* _Instructions for the task_: Print the records exactly. Every mark must remain.

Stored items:
== Segment start ==
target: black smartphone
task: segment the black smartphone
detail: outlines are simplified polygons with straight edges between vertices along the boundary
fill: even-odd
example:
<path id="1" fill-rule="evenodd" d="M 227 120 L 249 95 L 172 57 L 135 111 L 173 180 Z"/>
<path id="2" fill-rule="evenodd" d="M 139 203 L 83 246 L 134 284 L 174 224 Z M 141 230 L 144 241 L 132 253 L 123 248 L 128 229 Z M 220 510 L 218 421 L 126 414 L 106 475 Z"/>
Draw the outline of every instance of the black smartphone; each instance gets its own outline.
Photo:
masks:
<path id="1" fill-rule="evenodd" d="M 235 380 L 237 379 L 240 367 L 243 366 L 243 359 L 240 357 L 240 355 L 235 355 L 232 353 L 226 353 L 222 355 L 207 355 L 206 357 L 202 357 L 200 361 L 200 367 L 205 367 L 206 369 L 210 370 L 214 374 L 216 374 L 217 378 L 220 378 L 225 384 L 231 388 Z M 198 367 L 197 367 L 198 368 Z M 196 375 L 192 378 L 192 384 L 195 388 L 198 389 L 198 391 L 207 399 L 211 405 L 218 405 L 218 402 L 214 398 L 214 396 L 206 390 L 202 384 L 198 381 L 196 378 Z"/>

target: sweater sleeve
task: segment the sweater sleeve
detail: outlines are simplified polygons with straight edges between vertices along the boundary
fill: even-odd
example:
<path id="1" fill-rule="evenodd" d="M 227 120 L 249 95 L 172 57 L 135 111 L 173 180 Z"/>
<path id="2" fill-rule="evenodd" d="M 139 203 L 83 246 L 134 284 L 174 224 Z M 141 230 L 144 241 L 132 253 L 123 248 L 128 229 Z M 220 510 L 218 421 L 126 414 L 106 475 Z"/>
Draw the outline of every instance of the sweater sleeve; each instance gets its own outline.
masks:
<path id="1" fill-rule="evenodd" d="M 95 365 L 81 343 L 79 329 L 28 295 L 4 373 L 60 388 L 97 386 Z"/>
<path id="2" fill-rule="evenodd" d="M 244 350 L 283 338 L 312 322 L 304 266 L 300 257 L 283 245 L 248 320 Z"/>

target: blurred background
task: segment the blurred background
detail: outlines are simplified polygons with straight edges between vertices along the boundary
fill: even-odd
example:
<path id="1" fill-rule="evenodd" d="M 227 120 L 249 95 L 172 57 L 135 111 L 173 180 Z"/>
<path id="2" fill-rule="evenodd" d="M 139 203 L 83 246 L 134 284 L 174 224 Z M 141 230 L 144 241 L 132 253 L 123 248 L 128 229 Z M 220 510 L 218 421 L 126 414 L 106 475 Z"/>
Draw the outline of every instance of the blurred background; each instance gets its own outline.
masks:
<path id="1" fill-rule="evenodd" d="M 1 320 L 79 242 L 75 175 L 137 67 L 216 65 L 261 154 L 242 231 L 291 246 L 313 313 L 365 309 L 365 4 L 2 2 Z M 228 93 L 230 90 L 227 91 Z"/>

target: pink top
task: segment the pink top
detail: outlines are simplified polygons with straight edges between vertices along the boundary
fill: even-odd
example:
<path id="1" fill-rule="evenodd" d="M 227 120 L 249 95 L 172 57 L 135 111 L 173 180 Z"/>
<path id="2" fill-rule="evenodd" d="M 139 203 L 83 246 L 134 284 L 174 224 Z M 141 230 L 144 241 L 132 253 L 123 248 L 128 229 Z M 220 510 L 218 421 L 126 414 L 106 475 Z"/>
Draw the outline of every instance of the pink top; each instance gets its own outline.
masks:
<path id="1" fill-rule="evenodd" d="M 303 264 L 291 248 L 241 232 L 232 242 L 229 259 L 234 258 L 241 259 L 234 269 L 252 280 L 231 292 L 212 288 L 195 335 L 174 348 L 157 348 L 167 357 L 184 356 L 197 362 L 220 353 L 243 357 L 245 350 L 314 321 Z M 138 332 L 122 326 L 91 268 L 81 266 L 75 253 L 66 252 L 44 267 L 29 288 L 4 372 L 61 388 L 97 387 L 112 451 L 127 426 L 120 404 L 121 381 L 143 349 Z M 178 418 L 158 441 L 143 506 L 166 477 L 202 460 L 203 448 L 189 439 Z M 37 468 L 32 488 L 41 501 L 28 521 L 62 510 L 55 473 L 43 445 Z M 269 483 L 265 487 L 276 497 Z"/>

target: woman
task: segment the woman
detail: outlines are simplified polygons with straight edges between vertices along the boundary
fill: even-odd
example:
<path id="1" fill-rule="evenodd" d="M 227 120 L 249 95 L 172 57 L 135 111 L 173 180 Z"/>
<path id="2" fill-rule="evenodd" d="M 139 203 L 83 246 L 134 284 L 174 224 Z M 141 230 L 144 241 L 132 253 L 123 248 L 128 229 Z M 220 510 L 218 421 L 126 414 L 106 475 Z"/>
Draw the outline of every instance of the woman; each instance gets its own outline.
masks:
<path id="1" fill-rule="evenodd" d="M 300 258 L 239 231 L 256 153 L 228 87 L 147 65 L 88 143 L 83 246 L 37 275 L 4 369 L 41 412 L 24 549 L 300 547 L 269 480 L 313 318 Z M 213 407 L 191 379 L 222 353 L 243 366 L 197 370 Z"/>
== Segment end ==
* _Solved exercise_:
target: black smartphone
task: segment the black smartphone
detail: outlines are simplified polygons with straight edges between vertices along the boundary
fill: even-odd
example:
<path id="1" fill-rule="evenodd" d="M 227 120 L 249 95 L 172 57 L 135 111 L 173 180 Z"/>
<path id="2" fill-rule="evenodd" d="M 139 203 L 83 246 L 134 284 L 174 224 Z M 141 230 L 144 241 L 132 253 L 123 248 L 128 229 Z M 220 510 L 218 421 L 126 414 L 106 475 Z"/>
Draw the outline of every instance of the black smartphone; each instance gets its own outline.
Photo:
masks:
<path id="1" fill-rule="evenodd" d="M 235 380 L 237 379 L 240 367 L 243 366 L 243 359 L 240 357 L 240 355 L 235 355 L 232 353 L 226 353 L 222 355 L 207 355 L 206 357 L 202 357 L 200 361 L 200 367 L 205 367 L 206 369 L 210 370 L 214 374 L 216 374 L 217 378 L 220 378 L 225 384 L 231 388 Z M 198 367 L 197 367 L 198 368 Z M 196 375 L 192 378 L 192 384 L 195 388 L 198 389 L 198 391 L 207 399 L 211 405 L 218 405 L 218 402 L 214 398 L 214 396 L 206 390 L 202 384 L 198 381 L 196 378 Z"/>

target: sweater sleeve
task: segment the sweater sleeve
detail: outlines are simplified polygons with straight edges between vertices along the boundary
fill: even-odd
example:
<path id="1" fill-rule="evenodd" d="M 227 120 L 249 95 L 172 57 L 135 111 L 173 180 Z"/>
<path id="2" fill-rule="evenodd" d="M 139 203 L 83 246 L 134 284 L 174 224 Z M 141 230 L 144 241 L 132 253 L 123 248 L 128 229 Z M 220 510 L 218 421 L 126 414 L 106 475 Z"/>
Draw the outline of every instance of the sweater sleeve; each instance gets its own outline.
masks:
<path id="1" fill-rule="evenodd" d="M 95 365 L 81 343 L 79 329 L 28 295 L 4 373 L 60 388 L 97 386 Z"/>
<path id="2" fill-rule="evenodd" d="M 244 350 L 283 338 L 312 322 L 304 266 L 300 257 L 283 245 L 248 320 Z"/>

target: blurred background
task: segment the blurred background
detail: outlines are simplified polygons with straight edges between vertices along the boundary
fill: even-odd
example:
<path id="1" fill-rule="evenodd" d="M 227 120 L 249 95 L 172 57 L 135 111 L 173 180 Z"/>
<path id="2" fill-rule="evenodd" d="M 139 203 L 83 246 L 134 284 L 174 224 Z M 141 230 L 144 241 L 132 253 L 123 248 L 128 229 Z M 220 510 L 218 421 L 126 414 L 106 475 Z"/>
Draw the outline of every instance of the blurred background; each instance gets its own outline.
masks:
<path id="1" fill-rule="evenodd" d="M 1 320 L 79 242 L 75 175 L 137 67 L 216 65 L 261 154 L 242 231 L 291 246 L 313 313 L 365 309 L 365 4 L 2 2 Z M 228 93 L 230 90 L 227 91 Z"/>

target: pink top
task: segment the pink top
detail: outlines are simplified polygons with straight edges between vertices along the boundary
fill: even-odd
example:
<path id="1" fill-rule="evenodd" d="M 227 120 L 249 95 L 172 57 L 135 111 L 173 180 Z"/>
<path id="2" fill-rule="evenodd" d="M 139 203 L 83 246 L 134 284 L 174 224 Z M 141 230 L 144 241 L 132 253 L 123 248 L 128 229 Z M 220 510 L 218 421 L 126 414 L 106 475 Z"/>
Draw the outline of every instance of the pink top; each instance gets its own outline.
masks:
<path id="1" fill-rule="evenodd" d="M 303 264 L 291 248 L 241 232 L 232 242 L 229 259 L 234 258 L 241 259 L 234 269 L 252 280 L 231 292 L 212 288 L 195 335 L 174 348 L 157 348 L 167 357 L 184 356 L 197 362 L 220 353 L 243 357 L 245 350 L 314 321 Z M 138 332 L 122 326 L 91 268 L 81 266 L 75 253 L 66 252 L 44 267 L 29 288 L 4 372 L 61 388 L 97 387 L 112 451 L 127 426 L 120 404 L 121 381 L 143 349 Z M 178 418 L 158 441 L 143 506 L 166 477 L 202 460 L 203 448 L 189 439 Z M 37 468 L 32 488 L 41 501 L 28 521 L 62 510 L 55 473 L 43 445 Z M 269 483 L 265 487 L 276 497 Z"/>

target: woman
task: segment the woman
detail: outlines are simplified polygons with straight edges between vertices along the boundary
fill: even-odd
example:
<path id="1" fill-rule="evenodd" d="M 227 120 L 249 95 L 172 57 L 135 111 L 173 180 Z"/>
<path id="2" fill-rule="evenodd" d="M 139 203 L 83 246 L 134 284 L 174 224 Z M 141 230 L 144 241 L 132 253 L 123 248 L 128 229 Z M 220 510 L 218 421 L 126 414 L 106 475 Z"/>
Draw the outline of every instance of the woman; each instance gets its own outline.
masks:
<path id="1" fill-rule="evenodd" d="M 300 258 L 239 231 L 256 153 L 228 87 L 147 65 L 88 143 L 83 246 L 37 275 L 4 369 L 41 412 L 24 549 L 300 547 L 269 480 L 313 318 Z M 213 407 L 191 379 L 222 353 L 243 366 L 197 370 Z"/>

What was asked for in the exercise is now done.